*Selected passage*.
According to an embodiment, the acquisition module 241 may acquire multi-modal data including at least two types of data among image data, speech data, and text data related to test subjects (users). The acquisition module 241 may generate image data, speech data, and text data based on videos recorded (audio and video) during a diagnosis process of each user (test subject). The image data may be a video image that includes user's facial expressions and body movements recorded during the diagnosis process. The speech data may be a result of digital conversion of user's speeches recorded during the diagnosis process. The text data may be data obtained by converting writing or speech recorded during the diagnosis process into text. Additionally, the text data may further include data recorded on the user's social networking services.

In this regard, the processor 240 may receive (or acquire) video data of the user (test subject) who participates in the diagnosis process through the input module 210. Additionally, the processor 240 may further acquire previously written past text data from the user's social networking services through the input module 210. The processor 240 may acquire multi-modal data from the video data and the past text data acquired through the acquisition module 241.

According to an embodiment, the preprocessing module 243 may visualize data that is not image data, such as text data and speech data, among the multi-modal data.

*Input data*.
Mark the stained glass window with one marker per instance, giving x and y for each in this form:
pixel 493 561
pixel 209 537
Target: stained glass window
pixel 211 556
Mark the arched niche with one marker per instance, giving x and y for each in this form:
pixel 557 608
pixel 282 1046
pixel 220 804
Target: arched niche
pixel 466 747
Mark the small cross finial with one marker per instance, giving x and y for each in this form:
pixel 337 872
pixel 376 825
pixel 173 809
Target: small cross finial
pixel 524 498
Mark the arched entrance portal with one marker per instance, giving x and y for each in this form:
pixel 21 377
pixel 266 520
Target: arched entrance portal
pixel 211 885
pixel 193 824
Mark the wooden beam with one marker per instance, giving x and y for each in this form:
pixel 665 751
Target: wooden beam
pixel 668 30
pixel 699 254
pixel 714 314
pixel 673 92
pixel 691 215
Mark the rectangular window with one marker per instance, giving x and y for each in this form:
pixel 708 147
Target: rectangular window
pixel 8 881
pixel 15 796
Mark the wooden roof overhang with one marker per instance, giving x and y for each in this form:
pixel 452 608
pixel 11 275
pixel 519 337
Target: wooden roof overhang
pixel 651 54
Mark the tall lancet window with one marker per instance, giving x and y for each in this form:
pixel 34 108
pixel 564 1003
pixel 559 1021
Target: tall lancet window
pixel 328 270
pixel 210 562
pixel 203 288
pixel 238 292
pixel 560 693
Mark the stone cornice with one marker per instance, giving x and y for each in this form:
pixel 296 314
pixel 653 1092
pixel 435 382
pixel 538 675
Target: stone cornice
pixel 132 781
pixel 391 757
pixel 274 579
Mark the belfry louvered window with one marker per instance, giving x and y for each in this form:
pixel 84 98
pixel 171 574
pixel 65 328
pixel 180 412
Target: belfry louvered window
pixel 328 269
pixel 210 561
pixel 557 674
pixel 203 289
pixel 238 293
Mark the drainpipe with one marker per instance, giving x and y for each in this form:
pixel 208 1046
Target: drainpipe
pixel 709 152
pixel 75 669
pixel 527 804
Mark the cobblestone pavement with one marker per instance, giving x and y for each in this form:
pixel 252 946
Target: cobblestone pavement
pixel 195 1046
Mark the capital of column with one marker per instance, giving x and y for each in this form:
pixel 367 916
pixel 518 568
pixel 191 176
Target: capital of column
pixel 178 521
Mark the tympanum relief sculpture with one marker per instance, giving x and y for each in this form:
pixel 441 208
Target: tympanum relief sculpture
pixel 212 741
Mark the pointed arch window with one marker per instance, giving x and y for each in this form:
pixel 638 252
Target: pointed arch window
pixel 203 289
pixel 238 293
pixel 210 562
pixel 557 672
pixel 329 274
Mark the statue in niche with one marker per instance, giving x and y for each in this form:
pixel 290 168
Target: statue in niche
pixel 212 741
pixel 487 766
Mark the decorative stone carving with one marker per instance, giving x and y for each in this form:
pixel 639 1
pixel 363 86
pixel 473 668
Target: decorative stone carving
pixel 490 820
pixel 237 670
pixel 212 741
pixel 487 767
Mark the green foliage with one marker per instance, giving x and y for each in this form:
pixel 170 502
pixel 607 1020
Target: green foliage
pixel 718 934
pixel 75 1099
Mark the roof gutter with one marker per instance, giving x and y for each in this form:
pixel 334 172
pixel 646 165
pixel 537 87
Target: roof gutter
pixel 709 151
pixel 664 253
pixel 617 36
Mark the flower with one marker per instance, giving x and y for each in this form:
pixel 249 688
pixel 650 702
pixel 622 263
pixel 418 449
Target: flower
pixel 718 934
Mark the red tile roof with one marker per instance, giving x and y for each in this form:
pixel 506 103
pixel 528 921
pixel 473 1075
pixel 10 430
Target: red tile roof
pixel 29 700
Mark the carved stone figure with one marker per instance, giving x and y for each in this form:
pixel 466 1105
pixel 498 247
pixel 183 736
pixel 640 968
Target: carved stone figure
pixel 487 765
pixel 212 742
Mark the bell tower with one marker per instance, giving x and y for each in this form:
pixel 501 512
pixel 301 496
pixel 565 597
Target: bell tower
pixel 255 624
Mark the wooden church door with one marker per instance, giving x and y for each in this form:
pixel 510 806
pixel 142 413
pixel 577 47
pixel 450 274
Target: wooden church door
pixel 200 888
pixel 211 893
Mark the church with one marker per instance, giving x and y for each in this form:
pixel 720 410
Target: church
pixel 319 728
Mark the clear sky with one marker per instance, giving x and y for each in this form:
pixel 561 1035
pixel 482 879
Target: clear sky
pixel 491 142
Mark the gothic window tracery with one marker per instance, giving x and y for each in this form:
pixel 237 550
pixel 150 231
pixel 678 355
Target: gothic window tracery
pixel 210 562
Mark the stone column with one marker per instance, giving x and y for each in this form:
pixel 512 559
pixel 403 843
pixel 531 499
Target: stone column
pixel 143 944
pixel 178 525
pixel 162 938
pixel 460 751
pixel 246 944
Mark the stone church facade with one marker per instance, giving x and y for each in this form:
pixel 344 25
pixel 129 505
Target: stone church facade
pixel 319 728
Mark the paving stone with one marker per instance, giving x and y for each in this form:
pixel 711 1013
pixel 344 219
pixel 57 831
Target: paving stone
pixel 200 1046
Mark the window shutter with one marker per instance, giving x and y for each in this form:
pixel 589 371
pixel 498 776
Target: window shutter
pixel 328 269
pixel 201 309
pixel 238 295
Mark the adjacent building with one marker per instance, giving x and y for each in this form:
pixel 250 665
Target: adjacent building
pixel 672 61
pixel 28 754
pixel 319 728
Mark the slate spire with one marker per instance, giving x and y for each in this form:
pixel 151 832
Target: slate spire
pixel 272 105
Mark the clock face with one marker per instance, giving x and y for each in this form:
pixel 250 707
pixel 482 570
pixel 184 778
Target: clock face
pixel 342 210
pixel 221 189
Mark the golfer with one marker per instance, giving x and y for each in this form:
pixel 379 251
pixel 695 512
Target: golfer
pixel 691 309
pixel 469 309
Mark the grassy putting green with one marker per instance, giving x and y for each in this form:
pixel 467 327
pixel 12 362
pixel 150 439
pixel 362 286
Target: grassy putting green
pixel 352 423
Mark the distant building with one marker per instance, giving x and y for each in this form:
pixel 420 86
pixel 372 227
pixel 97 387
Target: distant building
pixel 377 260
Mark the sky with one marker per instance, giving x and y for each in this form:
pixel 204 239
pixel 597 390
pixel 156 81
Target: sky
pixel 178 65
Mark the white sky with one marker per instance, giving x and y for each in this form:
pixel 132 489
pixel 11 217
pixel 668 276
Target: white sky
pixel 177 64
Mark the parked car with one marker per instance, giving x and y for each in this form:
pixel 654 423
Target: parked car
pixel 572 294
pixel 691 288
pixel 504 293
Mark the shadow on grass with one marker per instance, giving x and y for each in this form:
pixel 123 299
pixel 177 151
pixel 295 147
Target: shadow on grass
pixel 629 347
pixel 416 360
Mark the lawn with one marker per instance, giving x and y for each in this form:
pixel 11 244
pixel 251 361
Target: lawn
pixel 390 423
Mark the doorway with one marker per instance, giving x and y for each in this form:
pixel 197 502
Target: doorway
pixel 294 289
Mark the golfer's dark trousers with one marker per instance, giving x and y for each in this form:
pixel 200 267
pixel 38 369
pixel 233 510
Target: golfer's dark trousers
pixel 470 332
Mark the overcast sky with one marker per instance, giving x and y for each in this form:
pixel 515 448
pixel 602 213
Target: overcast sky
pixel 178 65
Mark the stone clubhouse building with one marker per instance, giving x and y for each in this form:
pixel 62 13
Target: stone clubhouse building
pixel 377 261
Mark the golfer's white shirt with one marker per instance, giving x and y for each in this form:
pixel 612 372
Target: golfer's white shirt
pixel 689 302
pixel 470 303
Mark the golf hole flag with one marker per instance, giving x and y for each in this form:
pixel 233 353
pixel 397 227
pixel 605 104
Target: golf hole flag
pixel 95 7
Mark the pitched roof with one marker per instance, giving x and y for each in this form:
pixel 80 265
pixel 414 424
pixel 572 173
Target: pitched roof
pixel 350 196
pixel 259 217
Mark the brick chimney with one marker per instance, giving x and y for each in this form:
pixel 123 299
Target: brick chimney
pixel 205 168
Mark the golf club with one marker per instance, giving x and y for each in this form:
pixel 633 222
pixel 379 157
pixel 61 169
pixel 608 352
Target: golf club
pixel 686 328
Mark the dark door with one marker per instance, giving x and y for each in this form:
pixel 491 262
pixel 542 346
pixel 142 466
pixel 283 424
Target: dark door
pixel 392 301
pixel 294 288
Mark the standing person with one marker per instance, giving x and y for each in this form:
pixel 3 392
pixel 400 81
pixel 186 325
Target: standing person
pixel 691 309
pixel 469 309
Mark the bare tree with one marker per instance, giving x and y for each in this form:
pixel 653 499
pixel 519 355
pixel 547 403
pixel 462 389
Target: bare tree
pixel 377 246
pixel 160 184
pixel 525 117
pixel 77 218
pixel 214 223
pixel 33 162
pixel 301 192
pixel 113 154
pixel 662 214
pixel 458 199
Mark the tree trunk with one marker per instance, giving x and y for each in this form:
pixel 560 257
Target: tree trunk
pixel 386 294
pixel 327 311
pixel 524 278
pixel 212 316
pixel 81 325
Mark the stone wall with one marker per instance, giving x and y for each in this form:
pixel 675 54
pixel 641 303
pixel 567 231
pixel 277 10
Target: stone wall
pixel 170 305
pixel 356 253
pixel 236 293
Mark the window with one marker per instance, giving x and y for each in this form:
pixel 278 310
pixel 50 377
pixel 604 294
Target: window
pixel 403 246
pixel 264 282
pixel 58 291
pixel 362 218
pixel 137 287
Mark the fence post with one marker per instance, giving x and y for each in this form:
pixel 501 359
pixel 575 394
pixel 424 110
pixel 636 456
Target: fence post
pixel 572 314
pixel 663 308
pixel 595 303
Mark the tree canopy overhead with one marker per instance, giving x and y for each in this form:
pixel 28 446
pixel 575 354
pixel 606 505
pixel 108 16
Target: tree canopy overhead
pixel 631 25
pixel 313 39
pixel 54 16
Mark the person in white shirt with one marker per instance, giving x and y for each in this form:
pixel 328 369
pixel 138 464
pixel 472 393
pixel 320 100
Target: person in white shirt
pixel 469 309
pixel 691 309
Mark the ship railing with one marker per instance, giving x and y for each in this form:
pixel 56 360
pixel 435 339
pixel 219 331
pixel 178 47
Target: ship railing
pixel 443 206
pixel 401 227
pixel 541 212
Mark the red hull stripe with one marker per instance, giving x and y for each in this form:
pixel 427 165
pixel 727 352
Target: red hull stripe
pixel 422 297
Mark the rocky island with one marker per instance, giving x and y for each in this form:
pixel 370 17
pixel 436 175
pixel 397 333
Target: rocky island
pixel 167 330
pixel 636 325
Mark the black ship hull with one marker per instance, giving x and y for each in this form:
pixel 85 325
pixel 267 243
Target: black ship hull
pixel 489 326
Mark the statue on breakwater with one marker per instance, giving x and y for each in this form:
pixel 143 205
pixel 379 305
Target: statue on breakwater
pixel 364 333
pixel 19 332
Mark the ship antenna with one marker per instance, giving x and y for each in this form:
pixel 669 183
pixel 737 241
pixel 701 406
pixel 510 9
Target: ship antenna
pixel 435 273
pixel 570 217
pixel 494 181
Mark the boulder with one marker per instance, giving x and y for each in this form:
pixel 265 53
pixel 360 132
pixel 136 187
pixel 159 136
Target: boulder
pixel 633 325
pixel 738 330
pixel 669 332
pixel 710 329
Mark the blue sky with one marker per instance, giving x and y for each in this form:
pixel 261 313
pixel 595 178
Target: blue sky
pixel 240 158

*Required action*.
Reproduce the part of the passage on multi-modal data acquisition starting at "According to an embodiment, the acquisition" and ending at "social networking services.".

*Task solution*.
According to an embodiment, the acquisition module 241 may acquire multi-modal data including at least two types of data among image data, speech data, and text data related to test subjects (users). The acquisition module 241 may generate image data, speech data, and text data based on videos recorded (audio and video) during a diagnosis process of each user (test subject). The image data may be a video image that includes user's facial expressions and body movements recorded during the diagnosis process. The speech data may be a result of digital conversion of user's speeches recorded during the diagnosis process. The text data may be data obtained by converting writing or speech recorded during the diagnosis process into text. Additionally, the text data may further include data recorded on the user's social networking services.